:: Provided material ::
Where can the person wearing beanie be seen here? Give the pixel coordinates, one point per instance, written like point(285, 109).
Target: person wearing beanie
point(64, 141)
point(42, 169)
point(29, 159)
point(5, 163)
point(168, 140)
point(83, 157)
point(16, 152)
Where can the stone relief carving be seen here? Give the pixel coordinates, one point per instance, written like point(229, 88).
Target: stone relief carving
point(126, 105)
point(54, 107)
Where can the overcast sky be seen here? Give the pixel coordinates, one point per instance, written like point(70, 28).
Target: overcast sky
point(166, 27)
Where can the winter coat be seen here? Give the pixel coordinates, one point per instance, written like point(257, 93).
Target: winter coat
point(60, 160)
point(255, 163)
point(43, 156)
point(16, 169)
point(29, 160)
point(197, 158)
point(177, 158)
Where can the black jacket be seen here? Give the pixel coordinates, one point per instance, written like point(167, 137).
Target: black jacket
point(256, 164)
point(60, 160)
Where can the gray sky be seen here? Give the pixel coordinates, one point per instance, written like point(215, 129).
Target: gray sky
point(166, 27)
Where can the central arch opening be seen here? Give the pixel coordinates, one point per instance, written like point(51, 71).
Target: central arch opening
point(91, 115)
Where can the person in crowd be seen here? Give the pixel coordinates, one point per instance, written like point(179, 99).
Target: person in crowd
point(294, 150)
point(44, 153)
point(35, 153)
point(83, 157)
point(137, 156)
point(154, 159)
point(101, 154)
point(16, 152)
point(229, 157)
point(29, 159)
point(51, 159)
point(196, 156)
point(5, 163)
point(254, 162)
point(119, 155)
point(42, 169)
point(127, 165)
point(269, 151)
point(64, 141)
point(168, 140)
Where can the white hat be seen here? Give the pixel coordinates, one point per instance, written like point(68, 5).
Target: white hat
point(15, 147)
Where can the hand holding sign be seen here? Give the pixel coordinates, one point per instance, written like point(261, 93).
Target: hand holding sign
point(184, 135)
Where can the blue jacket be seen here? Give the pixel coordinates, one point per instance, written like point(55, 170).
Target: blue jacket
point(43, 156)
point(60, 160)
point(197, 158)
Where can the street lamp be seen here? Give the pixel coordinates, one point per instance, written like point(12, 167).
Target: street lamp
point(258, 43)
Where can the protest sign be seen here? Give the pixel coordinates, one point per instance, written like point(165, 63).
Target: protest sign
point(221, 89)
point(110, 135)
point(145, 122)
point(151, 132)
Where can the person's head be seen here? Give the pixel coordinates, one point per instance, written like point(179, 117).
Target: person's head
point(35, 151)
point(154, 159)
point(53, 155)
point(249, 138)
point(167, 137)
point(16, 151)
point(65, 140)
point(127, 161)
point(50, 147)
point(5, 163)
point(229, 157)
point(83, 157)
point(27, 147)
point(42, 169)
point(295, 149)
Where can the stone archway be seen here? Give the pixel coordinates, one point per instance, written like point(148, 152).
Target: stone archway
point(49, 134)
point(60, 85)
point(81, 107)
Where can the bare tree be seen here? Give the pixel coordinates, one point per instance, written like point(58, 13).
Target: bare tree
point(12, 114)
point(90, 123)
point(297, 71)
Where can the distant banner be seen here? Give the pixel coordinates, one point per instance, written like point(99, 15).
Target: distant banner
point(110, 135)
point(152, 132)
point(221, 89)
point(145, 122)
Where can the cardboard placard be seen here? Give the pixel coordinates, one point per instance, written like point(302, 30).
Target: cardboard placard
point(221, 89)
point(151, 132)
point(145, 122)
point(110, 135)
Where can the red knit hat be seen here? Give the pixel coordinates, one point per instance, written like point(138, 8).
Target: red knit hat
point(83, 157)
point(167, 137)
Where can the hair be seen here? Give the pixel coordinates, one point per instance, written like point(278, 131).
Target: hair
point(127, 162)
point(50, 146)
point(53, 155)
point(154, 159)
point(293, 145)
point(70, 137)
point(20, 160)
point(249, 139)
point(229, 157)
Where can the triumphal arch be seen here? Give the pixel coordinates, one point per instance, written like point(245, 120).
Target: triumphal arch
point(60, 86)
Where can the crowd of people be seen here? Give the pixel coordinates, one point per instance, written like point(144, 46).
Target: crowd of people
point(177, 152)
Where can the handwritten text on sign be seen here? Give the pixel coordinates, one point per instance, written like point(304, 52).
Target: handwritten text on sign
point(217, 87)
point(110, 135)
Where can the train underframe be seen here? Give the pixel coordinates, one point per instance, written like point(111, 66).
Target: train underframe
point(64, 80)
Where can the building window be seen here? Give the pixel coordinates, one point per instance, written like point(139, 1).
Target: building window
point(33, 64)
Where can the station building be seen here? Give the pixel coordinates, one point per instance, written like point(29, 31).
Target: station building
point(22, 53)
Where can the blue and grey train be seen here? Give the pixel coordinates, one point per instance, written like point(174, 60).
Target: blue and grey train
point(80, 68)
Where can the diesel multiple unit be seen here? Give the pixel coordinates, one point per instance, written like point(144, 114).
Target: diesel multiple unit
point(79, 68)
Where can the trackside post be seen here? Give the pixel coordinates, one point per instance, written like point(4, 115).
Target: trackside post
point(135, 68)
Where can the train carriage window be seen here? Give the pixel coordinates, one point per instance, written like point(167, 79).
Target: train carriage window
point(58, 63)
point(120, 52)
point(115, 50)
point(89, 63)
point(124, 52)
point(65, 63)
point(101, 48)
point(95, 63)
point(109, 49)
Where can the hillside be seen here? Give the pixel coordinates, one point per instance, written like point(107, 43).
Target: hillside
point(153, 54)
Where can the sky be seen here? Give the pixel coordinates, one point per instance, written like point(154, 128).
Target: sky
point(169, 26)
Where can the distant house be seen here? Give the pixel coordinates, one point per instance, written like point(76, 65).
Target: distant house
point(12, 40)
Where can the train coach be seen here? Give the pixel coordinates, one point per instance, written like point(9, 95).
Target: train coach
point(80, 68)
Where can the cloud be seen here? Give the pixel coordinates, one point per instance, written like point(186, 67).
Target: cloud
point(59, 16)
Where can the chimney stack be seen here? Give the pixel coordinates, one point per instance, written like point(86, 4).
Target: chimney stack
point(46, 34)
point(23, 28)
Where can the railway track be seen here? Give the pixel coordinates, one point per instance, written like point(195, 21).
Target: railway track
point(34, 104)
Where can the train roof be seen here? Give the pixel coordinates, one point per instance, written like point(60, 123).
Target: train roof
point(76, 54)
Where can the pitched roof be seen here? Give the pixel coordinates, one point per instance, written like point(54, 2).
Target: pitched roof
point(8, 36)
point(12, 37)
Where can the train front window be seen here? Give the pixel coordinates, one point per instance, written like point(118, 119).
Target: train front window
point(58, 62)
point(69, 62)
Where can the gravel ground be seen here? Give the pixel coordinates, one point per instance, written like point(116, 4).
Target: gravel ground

:: What this task involves ::
Copy the material above word for word, keeping every line in its original order.

:: Written response ::
Where can the person wearing beanie be seen here? Give the pixel coordinates, one point per instance, written like point(285, 109).
Target: person wearing beanie
point(64, 141)
point(42, 169)
point(29, 159)
point(5, 163)
point(168, 140)
point(83, 157)
point(16, 152)
Where can the stone relief carving be seen here? Give the pixel coordinates, one point per instance, written like point(229, 88).
Target: stone relief carving
point(126, 105)
point(54, 107)
Where can the overcast sky be seen here? Give the pixel coordinates, one point per instance, written like point(70, 28).
Target: overcast sky
point(166, 27)
Where can the winter coat be seen here? Give the pixel coordinates, one point per instance, written like point(257, 93).
Target: winter coat
point(60, 160)
point(255, 163)
point(43, 156)
point(16, 169)
point(29, 160)
point(197, 158)
point(177, 158)
Where can the black jacket be seen here? Give the pixel coordinates, one point per instance, written like point(167, 137).
Target: black jacket
point(256, 164)
point(60, 160)
Where can the gray sky be seen here? Give the pixel coordinates, one point per instance, written like point(215, 129).
Target: gray sky
point(166, 27)
Where can the central arch opening be seen here? Give the pixel coordinates, one point per instance, written like point(51, 71).
Target: central arch opening
point(91, 115)
Where can the person in crowd be seen here? Give the pixel coordinates, one point per instance, written like point(179, 99).
Target: person in crowd
point(294, 150)
point(44, 153)
point(35, 153)
point(83, 157)
point(137, 156)
point(154, 159)
point(101, 154)
point(16, 152)
point(229, 157)
point(29, 159)
point(51, 159)
point(196, 156)
point(5, 163)
point(254, 162)
point(119, 155)
point(42, 169)
point(127, 165)
point(269, 151)
point(64, 141)
point(168, 140)
Where can the white hat be seen here? Give the pixel coordinates, one point per instance, written like point(68, 5).
Target: white hat
point(15, 147)
Where can the hand holding sign be seen here? Give the pixel coordinates, one point per instance, written like point(261, 93).
Target: hand holding sign
point(184, 135)
Where can the blue jacket be seen here? Give the pixel coordinates, one point per instance, written like point(55, 170).
Target: blue jacket
point(43, 156)
point(60, 160)
point(197, 158)
Where can the street lamp be seen here? Give the pixel coordinates, one point per instance, written like point(12, 167).
Target: street lamp
point(258, 43)
Where can the protest sign be seen here? Give the pixel coordinates, one point per instance, written like point(165, 63).
Target: protest sign
point(221, 89)
point(110, 135)
point(145, 122)
point(151, 132)
Where can the person's head be seen here? Give the pixel coordinates, one point per instance, written like point(179, 117).
Target: person's head
point(35, 151)
point(154, 159)
point(53, 155)
point(249, 138)
point(167, 137)
point(16, 151)
point(65, 140)
point(127, 161)
point(50, 147)
point(5, 163)
point(229, 157)
point(83, 157)
point(27, 147)
point(42, 169)
point(295, 149)
Where can the stone archway be seen here? Give the pixel coordinates, one point per instance, written like point(148, 152).
Target: stone archway
point(49, 134)
point(60, 85)
point(81, 107)
Where can the bare tree be seen here? Give the pixel coordinates, one point per instance, written like point(58, 13).
Target: bare tree
point(12, 114)
point(90, 123)
point(297, 71)
Where can the distant banner be seen here? Give the pixel coordinates, one point per instance, written like point(99, 15).
Target: distant banner
point(110, 135)
point(152, 132)
point(221, 89)
point(145, 122)
Where can the cardboard placard be seen here? Give the pixel coordinates, one point per instance, written like point(302, 30).
Target: cardboard placard
point(221, 89)
point(151, 132)
point(145, 122)
point(110, 135)
Where can the red knit hat be seen here? Give the pixel coordinates, one point per instance, written like point(138, 8).
Target: red knit hat
point(83, 157)
point(167, 137)
Where can the hair be seen here? Give the pixel coordinates, one point per instance, written like point(278, 131).
Target: hair
point(127, 162)
point(50, 146)
point(53, 155)
point(154, 159)
point(293, 145)
point(70, 137)
point(20, 160)
point(249, 139)
point(229, 157)
Where can the triumphal arch be seen here? Give the pixel coordinates, one point per instance, written like point(245, 120).
Target: triumphal arch
point(60, 86)
Where can the crowd of people be seen here? Give the pixel coordinates, one point per instance, written like point(144, 46).
Target: crowd of people
point(177, 152)
Where can the handwritten text on sign be seen here? Give the pixel coordinates, one point per instance, written like point(304, 52).
Target: handwritten text on sign
point(217, 87)
point(110, 135)
Where can the train underframe be seen here? Give the pixel coordinates, one point per instance, written like point(111, 66).
Target: train underframe
point(64, 80)
Where can the building window be seen here? Give the pixel coordinates, one point per instance, written like point(139, 1).
Target: building window
point(33, 64)
Where can the station building be seen here? Give the pixel coordinates, one point per instance, written like point(29, 31).
Target: station building
point(22, 53)
Where can the blue and grey train be seen here? Give the pixel coordinates, one point per instance, written like point(174, 60).
Target: blue and grey train
point(80, 68)
Where can the diesel multiple unit be seen here? Give the pixel coordinates, one point per instance, written like point(144, 114).
Target: diesel multiple unit
point(79, 68)
Where can the trackside post be seen here? Give the pixel coordinates, one point per instance, written like point(4, 115).
Target: trackside post
point(135, 68)
Where can the train carriage window be seen here? Give the pixel coordinates, one point per instance, written like point(167, 79).
Target: train carriage window
point(58, 63)
point(120, 52)
point(115, 50)
point(89, 63)
point(124, 52)
point(65, 63)
point(101, 48)
point(95, 63)
point(109, 49)
Where can the hillside be seen here? Give the pixel coordinates, one point per instance, written like point(107, 43).
Target: hillside
point(153, 54)
Where can the sky be seen here? Give the pixel coordinates, one point per instance, written like point(154, 128).
Target: sky
point(169, 26)
Where can the distant house be seen here? Give the pixel coordinates, one point per instance, written like point(76, 65).
Target: distant house
point(12, 40)
Where can the train coach be seen here? Give the pixel coordinates, one point per instance, written like point(9, 95).
Target: train coach
point(80, 68)
Where can the cloud be seen here? Give the pixel coordinates, one point per instance, written like point(186, 67).
Target: cloud
point(59, 16)
Where can the chimney stack be seen here? Give the pixel coordinates, one point per instance, written like point(86, 4).
Target: chimney stack
point(46, 34)
point(23, 28)
Where can the railway track be seen here? Give the pixel coordinates, one point per instance, written like point(195, 21).
Target: railway track
point(34, 104)
Where can the train roof be seen here? Give the pixel coordinates, one point per instance, written like point(60, 123).
Target: train roof
point(76, 54)
Where can the pitched roof be seen here? Give the pixel coordinates, one point per instance, written like point(54, 2).
Target: pitched roof
point(8, 36)
point(12, 37)
Where can the train front window be seen here? Give the pixel coordinates, one point per instance, written like point(118, 119).
Target: train front window
point(58, 62)
point(69, 62)
Where can the gravel ground be seen here? Give the pixel coordinates, one point per instance, written like point(116, 4).
Target: gravel ground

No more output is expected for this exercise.